What the exercise asks
Copy the records starting at the line containing "Look at the image above and tell me: does any blue" and ending at the line containing "271, 217, 347, 332", requests included, and shift every coordinate in the answers by -50. Return only those lines.

START

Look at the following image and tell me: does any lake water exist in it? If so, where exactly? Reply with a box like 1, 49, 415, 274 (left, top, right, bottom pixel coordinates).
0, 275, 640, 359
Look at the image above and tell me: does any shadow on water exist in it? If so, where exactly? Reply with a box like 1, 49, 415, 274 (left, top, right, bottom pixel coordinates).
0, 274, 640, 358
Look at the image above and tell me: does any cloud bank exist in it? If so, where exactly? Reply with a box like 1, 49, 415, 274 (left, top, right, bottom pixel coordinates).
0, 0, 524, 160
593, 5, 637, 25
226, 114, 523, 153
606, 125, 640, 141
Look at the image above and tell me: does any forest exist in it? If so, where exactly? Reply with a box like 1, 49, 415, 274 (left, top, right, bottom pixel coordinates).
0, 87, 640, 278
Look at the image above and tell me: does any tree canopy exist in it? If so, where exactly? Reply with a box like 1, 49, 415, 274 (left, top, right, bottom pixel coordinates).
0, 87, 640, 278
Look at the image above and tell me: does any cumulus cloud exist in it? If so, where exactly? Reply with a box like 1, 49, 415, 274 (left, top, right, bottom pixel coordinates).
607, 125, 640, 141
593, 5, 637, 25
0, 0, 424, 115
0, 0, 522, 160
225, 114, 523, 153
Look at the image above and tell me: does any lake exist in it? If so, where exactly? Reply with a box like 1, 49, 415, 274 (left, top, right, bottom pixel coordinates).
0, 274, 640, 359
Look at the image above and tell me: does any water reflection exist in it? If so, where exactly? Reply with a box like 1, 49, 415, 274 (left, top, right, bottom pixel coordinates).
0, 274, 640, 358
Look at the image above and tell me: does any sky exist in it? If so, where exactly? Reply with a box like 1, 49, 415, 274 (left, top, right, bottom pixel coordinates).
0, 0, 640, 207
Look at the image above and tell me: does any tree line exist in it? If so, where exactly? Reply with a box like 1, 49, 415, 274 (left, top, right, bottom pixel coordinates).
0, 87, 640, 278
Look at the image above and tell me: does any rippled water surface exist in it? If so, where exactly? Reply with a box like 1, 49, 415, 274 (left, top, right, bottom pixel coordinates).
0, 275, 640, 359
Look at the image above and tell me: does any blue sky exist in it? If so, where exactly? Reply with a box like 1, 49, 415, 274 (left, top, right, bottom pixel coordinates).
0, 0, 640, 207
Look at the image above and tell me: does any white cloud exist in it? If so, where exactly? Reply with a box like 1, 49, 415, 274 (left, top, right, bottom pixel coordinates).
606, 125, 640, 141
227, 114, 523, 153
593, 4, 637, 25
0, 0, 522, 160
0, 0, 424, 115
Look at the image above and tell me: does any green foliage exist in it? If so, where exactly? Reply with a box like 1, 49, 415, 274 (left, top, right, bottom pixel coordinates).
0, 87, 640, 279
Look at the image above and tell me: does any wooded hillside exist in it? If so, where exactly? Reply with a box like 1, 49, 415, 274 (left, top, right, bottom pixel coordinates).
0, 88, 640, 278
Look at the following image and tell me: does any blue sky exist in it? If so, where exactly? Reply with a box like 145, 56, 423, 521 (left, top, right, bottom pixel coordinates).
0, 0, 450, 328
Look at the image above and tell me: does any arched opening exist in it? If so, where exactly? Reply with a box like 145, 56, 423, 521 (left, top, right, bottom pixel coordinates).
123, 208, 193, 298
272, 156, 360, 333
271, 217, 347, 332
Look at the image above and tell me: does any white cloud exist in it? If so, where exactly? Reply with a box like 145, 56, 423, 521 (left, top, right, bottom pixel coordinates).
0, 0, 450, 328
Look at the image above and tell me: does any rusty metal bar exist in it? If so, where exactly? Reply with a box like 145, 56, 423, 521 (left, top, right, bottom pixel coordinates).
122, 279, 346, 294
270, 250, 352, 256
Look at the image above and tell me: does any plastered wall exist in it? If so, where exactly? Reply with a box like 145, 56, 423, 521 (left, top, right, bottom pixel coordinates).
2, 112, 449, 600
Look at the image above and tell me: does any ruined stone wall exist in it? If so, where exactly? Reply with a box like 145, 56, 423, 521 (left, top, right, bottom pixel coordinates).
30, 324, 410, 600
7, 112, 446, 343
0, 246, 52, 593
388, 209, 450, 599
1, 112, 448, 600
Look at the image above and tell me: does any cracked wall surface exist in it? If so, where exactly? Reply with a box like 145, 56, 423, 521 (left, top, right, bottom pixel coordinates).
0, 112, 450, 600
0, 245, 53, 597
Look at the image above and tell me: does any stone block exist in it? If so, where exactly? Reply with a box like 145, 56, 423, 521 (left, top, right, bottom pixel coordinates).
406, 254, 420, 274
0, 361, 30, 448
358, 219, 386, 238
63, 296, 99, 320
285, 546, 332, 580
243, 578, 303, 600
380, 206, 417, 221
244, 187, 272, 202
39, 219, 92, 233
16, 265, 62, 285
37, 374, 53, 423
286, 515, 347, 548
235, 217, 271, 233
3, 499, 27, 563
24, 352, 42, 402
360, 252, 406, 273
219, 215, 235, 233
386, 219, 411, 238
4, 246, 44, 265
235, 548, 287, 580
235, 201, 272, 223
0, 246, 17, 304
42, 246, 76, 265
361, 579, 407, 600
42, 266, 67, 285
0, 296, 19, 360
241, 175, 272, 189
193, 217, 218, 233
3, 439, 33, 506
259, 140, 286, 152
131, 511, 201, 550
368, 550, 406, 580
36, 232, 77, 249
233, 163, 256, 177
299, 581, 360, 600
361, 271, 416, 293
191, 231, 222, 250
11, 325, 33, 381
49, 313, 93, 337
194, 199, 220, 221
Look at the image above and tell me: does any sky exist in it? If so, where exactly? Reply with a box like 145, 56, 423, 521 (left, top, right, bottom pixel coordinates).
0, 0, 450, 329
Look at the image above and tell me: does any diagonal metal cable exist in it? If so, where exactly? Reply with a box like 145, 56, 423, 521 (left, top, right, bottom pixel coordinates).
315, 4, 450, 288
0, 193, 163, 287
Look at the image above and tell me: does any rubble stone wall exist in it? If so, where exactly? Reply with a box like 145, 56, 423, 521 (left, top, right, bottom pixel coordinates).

END

Written solution
Look at the image above and tell me: does any blue sky exist in it? If so, where exactly? Reply with a box like 1, 49, 415, 274 (left, top, right, bottom pixel coordinates).
-50, -50, 590, 157
Look at the image above and tell me: does any white cloud exist in it? If so, where exactly? Reply with a box like 1, 49, 415, 274 (left, top, right, bottom pixel coordinates).
556, 75, 590, 91
177, 64, 473, 103
543, -46, 587, -25
-50, -50, 472, 110
-50, -50, 374, 65
Look at the image above and tell me: does any green foliage exist in it? If so, where exactly? Reply with a box like 1, 49, 415, 274 (left, top, right, bottom pixel coordinates).
-50, 37, 590, 229
Look at the image above and tell me: does any wooded hillside exist in it? If so, where exactly? Reply with a box like 1, 49, 415, 274 (left, top, right, bottom pixel coordinates).
-50, 38, 590, 228
Look at the following image and tell me: does any blue sky exist in it? If so, where exactly? Reply with a box like 145, 56, 423, 521 (left, top, right, bottom pixel coordinates).
-50, -50, 400, 278
Look at the image above and tell me: does any arched opening exist in it? If so, where exactly? Reply with a box like 145, 56, 423, 521 (left, top, right, bottom pixel coordinates).
73, 158, 143, 248
222, 106, 310, 283
221, 167, 297, 282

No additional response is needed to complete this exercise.